• **Saved entries**:
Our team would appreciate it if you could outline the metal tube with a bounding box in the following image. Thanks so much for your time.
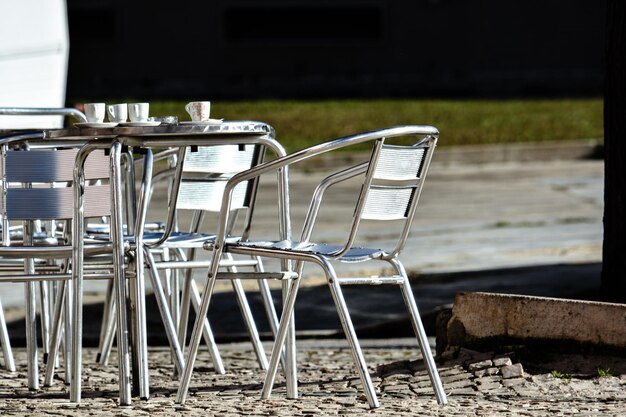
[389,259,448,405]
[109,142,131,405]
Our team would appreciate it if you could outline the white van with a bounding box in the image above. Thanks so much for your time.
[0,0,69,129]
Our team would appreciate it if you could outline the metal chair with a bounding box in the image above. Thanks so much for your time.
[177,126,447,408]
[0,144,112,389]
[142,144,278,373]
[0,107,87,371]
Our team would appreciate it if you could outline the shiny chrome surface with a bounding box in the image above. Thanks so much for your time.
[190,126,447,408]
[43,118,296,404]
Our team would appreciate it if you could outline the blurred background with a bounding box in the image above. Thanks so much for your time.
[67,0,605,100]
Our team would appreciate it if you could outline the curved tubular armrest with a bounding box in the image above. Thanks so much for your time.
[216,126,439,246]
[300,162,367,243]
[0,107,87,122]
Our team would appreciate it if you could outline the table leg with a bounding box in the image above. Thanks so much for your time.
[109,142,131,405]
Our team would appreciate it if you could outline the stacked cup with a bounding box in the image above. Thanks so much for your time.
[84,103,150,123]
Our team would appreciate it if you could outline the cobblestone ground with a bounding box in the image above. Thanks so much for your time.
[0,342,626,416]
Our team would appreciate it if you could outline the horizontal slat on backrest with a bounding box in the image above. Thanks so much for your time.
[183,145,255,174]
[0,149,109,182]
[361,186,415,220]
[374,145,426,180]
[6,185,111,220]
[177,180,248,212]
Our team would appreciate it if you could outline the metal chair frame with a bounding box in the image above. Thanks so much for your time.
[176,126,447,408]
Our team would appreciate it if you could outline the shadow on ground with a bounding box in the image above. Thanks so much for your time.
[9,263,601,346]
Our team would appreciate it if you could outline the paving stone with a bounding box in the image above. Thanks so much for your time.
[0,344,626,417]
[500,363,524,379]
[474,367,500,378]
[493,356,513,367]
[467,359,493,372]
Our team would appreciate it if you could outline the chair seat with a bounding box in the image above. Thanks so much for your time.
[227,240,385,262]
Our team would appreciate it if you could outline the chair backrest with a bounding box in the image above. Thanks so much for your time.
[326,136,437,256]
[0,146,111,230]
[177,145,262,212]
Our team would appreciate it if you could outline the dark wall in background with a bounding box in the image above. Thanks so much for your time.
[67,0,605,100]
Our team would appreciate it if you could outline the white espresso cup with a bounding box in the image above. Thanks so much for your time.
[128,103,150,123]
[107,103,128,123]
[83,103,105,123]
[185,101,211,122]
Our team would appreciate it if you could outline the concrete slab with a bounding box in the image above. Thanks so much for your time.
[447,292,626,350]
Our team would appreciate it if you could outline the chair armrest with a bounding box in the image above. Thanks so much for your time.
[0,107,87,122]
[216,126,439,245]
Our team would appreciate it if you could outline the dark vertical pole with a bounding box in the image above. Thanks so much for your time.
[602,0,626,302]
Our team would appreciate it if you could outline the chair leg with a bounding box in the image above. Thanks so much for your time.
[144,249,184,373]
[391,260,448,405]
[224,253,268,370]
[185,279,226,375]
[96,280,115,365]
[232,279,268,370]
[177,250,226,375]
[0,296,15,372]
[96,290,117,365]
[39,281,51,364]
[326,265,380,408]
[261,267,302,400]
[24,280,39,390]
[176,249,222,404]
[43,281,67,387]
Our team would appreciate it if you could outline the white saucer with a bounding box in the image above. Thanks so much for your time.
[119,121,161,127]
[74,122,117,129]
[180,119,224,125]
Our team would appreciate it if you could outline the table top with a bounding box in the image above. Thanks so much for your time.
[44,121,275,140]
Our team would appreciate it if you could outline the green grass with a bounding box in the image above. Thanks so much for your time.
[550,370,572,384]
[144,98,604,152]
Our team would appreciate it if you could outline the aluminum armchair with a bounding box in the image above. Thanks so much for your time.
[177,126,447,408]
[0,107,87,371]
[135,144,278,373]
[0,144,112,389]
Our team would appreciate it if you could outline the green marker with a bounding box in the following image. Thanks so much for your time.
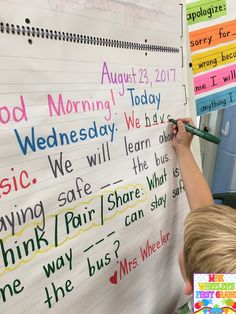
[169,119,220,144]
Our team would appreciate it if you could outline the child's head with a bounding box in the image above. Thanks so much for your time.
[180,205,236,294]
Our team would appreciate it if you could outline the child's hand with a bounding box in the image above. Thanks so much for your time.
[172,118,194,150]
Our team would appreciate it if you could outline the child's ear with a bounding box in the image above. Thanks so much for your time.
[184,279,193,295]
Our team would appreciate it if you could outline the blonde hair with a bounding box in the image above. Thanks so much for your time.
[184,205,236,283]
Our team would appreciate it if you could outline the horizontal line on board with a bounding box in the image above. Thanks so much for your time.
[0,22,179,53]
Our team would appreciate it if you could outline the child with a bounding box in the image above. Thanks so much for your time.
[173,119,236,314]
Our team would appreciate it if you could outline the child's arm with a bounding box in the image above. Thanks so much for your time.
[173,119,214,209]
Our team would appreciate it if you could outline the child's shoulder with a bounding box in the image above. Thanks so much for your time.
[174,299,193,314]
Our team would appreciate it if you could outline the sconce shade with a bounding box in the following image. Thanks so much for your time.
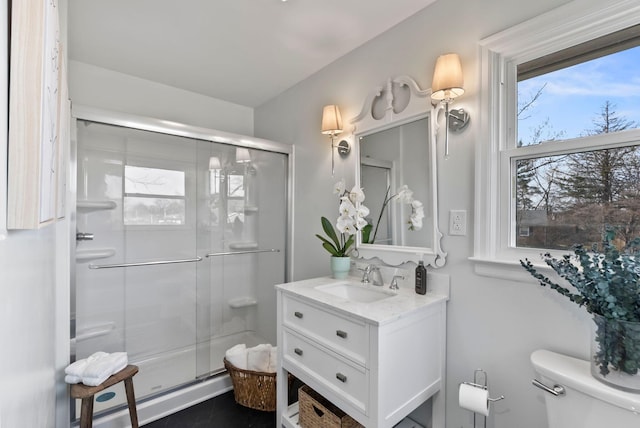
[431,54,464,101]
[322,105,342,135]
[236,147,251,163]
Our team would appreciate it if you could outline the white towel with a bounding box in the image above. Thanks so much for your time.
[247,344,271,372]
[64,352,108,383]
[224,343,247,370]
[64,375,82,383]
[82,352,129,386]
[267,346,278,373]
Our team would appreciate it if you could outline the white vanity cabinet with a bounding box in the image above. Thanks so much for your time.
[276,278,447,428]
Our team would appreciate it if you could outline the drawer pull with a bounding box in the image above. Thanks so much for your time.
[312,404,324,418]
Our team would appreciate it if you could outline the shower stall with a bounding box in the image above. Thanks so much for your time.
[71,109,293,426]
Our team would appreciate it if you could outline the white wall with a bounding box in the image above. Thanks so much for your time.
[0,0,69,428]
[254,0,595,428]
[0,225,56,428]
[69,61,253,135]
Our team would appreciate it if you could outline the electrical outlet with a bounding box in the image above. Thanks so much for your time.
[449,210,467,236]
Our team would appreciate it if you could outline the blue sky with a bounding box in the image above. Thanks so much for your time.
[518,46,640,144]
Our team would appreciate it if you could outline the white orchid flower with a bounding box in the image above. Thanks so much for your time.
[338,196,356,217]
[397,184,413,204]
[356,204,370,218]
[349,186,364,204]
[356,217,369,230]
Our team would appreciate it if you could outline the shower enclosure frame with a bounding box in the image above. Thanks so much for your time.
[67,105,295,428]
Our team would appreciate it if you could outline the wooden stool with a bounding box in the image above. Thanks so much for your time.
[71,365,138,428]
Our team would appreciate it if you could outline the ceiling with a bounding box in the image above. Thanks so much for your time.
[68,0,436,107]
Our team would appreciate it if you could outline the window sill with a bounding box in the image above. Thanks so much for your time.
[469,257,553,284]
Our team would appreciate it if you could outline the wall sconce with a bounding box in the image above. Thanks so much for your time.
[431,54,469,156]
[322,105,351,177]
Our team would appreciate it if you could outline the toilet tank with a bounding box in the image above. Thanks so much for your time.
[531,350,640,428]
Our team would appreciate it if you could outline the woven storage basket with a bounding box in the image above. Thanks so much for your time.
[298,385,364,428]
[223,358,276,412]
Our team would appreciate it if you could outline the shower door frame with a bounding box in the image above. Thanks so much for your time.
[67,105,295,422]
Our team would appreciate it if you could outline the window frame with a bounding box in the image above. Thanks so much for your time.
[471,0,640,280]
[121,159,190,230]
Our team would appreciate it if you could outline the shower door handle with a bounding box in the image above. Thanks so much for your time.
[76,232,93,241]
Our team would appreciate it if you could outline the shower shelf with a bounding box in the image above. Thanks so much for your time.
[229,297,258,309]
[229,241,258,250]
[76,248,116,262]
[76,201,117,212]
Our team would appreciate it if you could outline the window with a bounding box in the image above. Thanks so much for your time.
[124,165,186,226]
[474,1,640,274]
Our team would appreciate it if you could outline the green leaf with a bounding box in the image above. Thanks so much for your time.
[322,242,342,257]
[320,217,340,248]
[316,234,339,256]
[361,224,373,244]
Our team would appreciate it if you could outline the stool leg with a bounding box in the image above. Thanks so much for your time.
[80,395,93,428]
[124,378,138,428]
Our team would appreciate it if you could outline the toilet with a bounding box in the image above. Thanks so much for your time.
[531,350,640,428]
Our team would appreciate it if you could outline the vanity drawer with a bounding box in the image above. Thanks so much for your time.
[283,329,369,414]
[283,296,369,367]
...
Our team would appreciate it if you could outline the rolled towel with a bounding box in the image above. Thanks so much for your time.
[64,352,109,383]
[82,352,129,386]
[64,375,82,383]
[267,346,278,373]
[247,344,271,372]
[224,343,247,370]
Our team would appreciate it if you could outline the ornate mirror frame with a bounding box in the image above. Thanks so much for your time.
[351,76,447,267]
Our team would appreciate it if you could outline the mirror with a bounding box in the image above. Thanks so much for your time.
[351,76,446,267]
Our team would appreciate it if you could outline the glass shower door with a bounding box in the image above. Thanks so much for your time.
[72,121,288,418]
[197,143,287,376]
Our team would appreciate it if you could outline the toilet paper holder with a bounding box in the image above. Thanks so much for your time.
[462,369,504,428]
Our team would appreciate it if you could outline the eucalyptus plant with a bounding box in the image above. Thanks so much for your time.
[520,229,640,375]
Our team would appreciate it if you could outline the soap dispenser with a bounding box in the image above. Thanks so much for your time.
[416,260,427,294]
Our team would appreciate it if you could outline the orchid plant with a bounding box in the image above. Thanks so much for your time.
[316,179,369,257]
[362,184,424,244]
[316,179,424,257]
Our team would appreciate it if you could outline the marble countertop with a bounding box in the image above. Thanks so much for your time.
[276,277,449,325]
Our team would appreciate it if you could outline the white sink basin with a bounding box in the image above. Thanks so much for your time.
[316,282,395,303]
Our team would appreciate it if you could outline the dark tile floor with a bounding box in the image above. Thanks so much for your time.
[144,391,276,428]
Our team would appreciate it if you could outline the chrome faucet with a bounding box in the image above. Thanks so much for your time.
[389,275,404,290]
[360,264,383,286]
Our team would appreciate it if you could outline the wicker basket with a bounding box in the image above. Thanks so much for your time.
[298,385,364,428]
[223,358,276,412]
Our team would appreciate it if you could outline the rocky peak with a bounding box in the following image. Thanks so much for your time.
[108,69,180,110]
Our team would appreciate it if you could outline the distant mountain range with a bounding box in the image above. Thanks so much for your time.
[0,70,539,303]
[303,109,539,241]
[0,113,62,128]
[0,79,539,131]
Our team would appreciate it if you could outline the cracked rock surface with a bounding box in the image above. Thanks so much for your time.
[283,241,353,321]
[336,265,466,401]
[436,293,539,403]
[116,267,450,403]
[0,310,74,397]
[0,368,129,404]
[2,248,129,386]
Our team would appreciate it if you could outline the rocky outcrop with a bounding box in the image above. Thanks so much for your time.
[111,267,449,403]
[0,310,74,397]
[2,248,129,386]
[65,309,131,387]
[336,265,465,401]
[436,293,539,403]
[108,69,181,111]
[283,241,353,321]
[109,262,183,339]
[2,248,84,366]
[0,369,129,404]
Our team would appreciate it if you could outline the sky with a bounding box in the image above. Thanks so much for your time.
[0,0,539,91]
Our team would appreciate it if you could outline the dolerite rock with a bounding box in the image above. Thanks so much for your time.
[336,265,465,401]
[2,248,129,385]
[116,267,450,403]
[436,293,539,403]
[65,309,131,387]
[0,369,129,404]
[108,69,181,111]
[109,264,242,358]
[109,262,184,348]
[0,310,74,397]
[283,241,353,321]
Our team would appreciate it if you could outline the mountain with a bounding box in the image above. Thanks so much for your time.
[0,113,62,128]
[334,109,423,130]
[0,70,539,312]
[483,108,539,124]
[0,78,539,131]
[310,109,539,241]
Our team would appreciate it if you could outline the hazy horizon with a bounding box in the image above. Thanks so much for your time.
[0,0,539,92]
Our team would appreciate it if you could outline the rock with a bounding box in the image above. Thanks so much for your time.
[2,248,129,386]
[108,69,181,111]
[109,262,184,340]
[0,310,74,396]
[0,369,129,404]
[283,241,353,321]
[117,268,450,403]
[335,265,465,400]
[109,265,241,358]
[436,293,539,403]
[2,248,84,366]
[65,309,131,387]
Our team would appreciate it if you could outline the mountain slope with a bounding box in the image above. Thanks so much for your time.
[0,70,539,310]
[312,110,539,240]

• **WHAT IS REQUIRED**: Print the lines of the data above again exactly, starting with the line that contains "Our team would appreciate it if you could outline the drawer" and going on through the line that contains "[518,46,640,144]".

• **RESPONSE TO THIS TASK**:
Our team would appreciate it if you could outline the drawer pull with a bounding box in the image above. Thanks so much for your time.
[312,404,324,418]
Our team would appreciate it if you could outline the shower stall with a bounding box in the image above. Thanks so much for your time.
[71,109,293,426]
Our team would appreciate it if you could outline the white wall with a bounding box in the image above. Thanks so much for your time.
[0,0,69,428]
[254,0,595,428]
[0,225,56,428]
[69,61,253,135]
Our team would appreciate it if you could outline the electrical outlet with a bounding box in the image above. Thanks so much for your time.
[449,210,467,236]
Our team would appreciate it if you could outline the blue sky with a bounding box in the image above. Thanks so much for your time.
[518,46,640,144]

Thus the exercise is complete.